[WHAT IS EXPECTED]: Copy the records exactly, from their first line through the line that contains "442;678;570;836". Include that final line.

[DATA RECORDS]:
------------------------
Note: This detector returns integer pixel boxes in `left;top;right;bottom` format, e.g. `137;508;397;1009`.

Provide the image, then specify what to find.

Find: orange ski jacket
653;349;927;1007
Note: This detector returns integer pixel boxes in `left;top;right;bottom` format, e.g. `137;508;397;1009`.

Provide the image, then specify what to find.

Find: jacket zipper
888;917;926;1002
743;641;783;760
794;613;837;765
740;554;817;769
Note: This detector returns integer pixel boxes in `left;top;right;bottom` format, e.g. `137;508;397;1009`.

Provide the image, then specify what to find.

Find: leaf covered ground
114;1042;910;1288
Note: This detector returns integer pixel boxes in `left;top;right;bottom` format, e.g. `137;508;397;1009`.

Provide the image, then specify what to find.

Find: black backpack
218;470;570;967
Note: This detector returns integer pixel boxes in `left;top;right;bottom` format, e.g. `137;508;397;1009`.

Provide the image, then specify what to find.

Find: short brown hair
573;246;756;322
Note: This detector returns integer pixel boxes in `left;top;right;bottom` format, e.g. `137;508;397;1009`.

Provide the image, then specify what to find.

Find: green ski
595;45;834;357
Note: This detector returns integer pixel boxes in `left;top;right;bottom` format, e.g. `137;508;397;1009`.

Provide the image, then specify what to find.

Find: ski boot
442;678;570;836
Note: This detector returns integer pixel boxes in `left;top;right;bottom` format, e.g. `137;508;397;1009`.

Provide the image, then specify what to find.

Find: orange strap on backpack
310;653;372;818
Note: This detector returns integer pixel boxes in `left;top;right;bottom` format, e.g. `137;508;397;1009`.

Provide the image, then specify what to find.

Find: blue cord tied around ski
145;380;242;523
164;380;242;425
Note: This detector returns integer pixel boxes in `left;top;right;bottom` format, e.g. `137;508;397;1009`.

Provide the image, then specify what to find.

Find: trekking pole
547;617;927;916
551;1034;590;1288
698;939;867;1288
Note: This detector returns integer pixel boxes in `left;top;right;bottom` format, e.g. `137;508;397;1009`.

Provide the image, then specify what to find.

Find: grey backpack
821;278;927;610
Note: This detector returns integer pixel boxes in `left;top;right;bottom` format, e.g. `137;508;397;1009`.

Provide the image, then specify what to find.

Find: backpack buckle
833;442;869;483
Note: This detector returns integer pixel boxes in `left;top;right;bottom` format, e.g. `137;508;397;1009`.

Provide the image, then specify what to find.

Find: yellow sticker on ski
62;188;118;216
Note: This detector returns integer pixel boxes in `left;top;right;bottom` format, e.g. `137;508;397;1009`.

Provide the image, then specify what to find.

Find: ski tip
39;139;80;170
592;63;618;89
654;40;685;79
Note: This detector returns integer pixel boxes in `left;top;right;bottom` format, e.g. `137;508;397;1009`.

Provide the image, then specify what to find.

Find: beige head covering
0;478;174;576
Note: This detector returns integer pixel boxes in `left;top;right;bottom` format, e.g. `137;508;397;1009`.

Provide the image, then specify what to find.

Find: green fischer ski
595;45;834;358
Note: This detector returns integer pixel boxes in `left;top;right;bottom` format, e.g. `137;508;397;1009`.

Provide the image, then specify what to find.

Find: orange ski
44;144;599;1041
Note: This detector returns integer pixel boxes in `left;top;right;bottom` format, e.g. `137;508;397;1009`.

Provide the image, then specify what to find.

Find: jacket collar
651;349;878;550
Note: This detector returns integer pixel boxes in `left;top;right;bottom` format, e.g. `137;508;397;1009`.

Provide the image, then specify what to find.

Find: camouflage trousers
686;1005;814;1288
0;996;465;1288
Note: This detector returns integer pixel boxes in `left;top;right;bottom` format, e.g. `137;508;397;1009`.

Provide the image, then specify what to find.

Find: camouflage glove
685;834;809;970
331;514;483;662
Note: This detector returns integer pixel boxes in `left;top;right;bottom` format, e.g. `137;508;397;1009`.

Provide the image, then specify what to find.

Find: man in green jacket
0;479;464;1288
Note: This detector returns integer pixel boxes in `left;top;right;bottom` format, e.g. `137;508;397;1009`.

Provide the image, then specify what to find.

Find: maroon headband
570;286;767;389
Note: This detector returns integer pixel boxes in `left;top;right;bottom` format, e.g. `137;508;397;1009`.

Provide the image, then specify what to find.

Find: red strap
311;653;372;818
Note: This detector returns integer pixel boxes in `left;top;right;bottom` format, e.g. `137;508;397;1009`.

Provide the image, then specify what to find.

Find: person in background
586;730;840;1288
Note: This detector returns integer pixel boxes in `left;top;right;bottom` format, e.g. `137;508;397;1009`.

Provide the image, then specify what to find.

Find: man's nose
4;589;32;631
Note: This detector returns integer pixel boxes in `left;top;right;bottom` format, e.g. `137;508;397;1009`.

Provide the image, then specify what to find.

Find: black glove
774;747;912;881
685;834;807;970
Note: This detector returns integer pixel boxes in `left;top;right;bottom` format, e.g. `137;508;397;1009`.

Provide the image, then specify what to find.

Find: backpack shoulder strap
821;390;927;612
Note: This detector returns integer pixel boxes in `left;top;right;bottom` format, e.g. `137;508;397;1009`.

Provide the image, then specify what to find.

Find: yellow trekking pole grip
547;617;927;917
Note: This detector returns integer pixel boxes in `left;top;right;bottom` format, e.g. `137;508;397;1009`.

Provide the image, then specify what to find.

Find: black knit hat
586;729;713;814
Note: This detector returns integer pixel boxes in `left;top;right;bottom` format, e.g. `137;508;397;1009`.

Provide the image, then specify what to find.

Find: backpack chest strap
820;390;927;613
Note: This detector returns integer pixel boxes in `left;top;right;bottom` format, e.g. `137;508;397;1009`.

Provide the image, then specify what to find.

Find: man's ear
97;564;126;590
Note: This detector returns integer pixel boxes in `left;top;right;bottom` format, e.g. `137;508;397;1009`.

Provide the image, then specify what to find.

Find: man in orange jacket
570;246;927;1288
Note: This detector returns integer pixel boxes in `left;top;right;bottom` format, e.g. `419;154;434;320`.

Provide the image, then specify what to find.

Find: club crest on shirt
------------------------
[TASK RESULT]:
Note: This detector returns integer pixel boxes in `left;top;right;bottom` format, e.g. `137;508;397;1009`.

Provide the image, then specify what to find.

Find: orange ski jacket
653;349;927;1007
Note: This detector returns integer pixel boxes in `left;top;right;bottom` format, e.g. `137;508;397;1009`.

Provide the image, then specify what to find.

Find: jacket zipper
888;917;926;1002
743;641;783;760
794;613;837;765
740;554;817;769
Note: This detector returns integer pixel boxes in `left;top;right;bottom` format, e.g. `137;508;397;1009`.

Provide the image, then specify what to find.

Find: leaf covered ground
114;1042;910;1288
Note: This detector returns integer pixel boxes in `left;top;right;bottom` format, e.g. `137;508;397;1009`.

Provide the image, then specify what to find.

Find: black backpack
218;470;570;967
Note: This detector returns integer pixel boxes in `left;top;right;bottom` format, e.g. `137;508;397;1009`.

Provide the image, then specify what to find.

Find: short brown hair
573;246;756;322
Note: This detector returns integer pixel boxes in `left;top;right;bottom` format, e.g. `137;508;397;1009`.

Provide the image, then specify what to find.

Find: green ski
595;45;834;357
Note: This detector returns integer pixel boxes in `left;top;right;bottom` format, e.g. `137;508;397;1009`.

Provide the image, then specify what to find.

Find: ski boot
442;678;570;836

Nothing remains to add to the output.